**AIM**
Print word for word the lines of the entries below, starting at the line that contains "of the blurred" and stopping after the line that contains "pixel 369 341". Include both of those lines.

**STORED DATA**
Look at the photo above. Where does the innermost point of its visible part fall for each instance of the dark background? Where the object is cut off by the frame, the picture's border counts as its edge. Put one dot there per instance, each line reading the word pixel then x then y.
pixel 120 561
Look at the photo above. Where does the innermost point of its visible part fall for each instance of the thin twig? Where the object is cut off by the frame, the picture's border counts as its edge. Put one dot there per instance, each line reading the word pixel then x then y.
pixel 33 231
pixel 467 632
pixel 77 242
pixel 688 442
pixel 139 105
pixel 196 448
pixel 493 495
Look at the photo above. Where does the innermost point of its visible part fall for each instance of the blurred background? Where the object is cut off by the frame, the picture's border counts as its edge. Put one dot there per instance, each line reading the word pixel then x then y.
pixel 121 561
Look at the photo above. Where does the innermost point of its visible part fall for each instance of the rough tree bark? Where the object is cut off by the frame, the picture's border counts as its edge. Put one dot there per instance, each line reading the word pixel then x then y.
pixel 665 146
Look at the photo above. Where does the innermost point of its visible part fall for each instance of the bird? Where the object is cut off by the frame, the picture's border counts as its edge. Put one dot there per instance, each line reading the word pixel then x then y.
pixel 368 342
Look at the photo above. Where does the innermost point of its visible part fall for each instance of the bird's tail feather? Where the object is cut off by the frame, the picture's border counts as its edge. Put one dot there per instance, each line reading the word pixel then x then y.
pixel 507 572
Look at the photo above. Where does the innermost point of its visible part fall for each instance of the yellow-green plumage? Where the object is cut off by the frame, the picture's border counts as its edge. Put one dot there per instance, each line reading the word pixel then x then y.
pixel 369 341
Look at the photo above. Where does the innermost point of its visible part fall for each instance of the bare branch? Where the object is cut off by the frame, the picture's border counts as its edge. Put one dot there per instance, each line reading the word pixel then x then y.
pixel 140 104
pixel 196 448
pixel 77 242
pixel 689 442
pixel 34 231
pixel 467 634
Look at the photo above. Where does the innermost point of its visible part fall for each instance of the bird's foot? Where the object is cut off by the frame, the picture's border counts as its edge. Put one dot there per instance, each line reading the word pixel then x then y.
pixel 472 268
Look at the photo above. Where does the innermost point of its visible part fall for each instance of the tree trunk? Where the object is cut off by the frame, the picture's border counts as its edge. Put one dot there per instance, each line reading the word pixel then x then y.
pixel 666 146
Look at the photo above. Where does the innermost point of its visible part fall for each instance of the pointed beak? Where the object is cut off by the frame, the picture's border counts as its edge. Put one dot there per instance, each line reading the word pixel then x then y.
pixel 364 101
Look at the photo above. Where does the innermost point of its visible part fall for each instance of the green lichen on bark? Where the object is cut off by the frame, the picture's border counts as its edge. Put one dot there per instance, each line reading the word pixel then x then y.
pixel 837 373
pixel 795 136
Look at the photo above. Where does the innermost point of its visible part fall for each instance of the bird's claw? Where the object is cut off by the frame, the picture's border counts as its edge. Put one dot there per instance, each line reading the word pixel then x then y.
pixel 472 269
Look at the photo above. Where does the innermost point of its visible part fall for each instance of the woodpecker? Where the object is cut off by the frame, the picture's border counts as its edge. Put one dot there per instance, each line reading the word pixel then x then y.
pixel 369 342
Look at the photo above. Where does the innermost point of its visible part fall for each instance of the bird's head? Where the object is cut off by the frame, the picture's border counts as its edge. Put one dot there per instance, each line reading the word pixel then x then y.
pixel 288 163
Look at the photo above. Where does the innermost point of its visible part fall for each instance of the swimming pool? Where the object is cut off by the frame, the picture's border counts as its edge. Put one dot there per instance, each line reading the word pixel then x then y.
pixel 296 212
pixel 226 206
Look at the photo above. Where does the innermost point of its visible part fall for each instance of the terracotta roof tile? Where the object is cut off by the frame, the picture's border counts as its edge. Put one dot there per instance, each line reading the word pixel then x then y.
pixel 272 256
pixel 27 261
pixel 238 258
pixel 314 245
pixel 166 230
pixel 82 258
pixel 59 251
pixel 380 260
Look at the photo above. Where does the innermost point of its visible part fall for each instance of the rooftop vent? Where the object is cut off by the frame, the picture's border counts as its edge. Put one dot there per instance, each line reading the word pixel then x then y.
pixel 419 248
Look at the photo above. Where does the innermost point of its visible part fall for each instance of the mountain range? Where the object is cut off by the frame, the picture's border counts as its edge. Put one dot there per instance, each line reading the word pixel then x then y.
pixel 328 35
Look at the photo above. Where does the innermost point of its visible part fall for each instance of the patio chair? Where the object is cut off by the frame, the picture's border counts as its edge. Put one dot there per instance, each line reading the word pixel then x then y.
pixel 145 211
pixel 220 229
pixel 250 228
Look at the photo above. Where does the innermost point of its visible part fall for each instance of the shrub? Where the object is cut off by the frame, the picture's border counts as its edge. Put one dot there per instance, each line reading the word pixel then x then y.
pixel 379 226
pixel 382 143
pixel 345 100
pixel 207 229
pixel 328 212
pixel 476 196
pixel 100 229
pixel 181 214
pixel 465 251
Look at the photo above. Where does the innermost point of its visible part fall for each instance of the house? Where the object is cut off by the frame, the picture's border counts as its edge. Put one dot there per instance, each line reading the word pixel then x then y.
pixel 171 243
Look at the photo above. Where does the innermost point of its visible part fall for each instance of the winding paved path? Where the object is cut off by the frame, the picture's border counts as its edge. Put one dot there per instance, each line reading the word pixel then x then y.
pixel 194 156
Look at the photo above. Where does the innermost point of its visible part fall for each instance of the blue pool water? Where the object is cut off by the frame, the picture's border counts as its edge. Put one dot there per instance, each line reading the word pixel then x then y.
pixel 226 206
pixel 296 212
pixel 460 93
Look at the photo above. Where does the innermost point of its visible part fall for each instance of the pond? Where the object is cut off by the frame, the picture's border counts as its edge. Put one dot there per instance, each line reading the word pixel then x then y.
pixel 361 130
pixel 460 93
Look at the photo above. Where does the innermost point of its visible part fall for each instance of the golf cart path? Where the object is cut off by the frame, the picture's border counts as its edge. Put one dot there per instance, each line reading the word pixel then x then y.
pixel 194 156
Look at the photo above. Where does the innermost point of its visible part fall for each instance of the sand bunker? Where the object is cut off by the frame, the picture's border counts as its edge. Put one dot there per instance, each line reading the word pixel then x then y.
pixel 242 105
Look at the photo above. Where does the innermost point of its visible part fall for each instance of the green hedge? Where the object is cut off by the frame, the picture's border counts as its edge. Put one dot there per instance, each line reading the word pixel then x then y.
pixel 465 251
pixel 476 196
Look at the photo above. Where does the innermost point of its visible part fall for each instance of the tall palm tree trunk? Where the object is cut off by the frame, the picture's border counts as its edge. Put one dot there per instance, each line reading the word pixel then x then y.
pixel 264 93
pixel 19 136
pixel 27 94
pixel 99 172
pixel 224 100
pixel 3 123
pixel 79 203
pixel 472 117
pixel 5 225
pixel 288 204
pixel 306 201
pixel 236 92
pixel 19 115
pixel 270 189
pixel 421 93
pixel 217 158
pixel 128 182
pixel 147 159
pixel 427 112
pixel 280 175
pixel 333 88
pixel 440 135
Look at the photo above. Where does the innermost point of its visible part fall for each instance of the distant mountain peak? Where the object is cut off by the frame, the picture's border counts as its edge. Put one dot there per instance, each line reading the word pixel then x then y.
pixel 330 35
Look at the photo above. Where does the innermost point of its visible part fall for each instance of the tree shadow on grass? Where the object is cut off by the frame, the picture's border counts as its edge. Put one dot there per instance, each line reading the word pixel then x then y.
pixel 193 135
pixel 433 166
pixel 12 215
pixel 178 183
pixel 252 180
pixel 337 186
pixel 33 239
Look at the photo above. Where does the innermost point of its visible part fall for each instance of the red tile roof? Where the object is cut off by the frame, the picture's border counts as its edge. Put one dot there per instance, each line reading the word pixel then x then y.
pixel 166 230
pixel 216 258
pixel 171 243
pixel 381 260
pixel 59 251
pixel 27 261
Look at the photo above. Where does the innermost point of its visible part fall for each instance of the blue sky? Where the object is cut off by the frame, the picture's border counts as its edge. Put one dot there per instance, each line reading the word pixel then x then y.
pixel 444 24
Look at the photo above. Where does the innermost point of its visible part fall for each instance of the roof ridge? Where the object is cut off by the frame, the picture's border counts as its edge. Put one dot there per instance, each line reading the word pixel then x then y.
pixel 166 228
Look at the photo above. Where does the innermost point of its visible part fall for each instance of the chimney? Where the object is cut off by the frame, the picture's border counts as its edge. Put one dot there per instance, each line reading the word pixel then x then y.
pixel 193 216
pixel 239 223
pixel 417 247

**WRITTEN RESPONSE**
Look at the photo above. Where does the innermost point of its visible part fall for each instance of the blurred background? Where the object is cut off by the frame, the picture's border counts as its edge. Put one dot there per instance, each line reading the word pixel then x then y.
pixel 121 561
Look at the photo above. Where does the innermost point of its visible part fall for each instance of the rough tree bark? Where the object is cut off by the frame, the picture's border counts as its edge. Put one dot there per instance, each line reading the word pixel then x then y.
pixel 665 146
Look at the photo above. Where does the innermost point of its visible part fall for each instance of the bird? Where the object is cut off by the frame, the picture's border counts as its edge. Put one dot there per instance, each line reading the word pixel then x then y.
pixel 368 342
Look at the photo above. Where does the innermost point of its visible part fall for each instance of the bird's tail feather? Where the object is cut off by the frame, the picture's border counts as its edge. Put one dot there per instance, each line reading the word pixel then x then y.
pixel 507 572
Look at the photo above. Where does the innermost point of its visible part fall for each instance of the yellow-green plumage? Where the object is cut off by the frame, the picture's border counts as its edge. Put one dot there per instance, each line reading the word pixel then x then y.
pixel 369 341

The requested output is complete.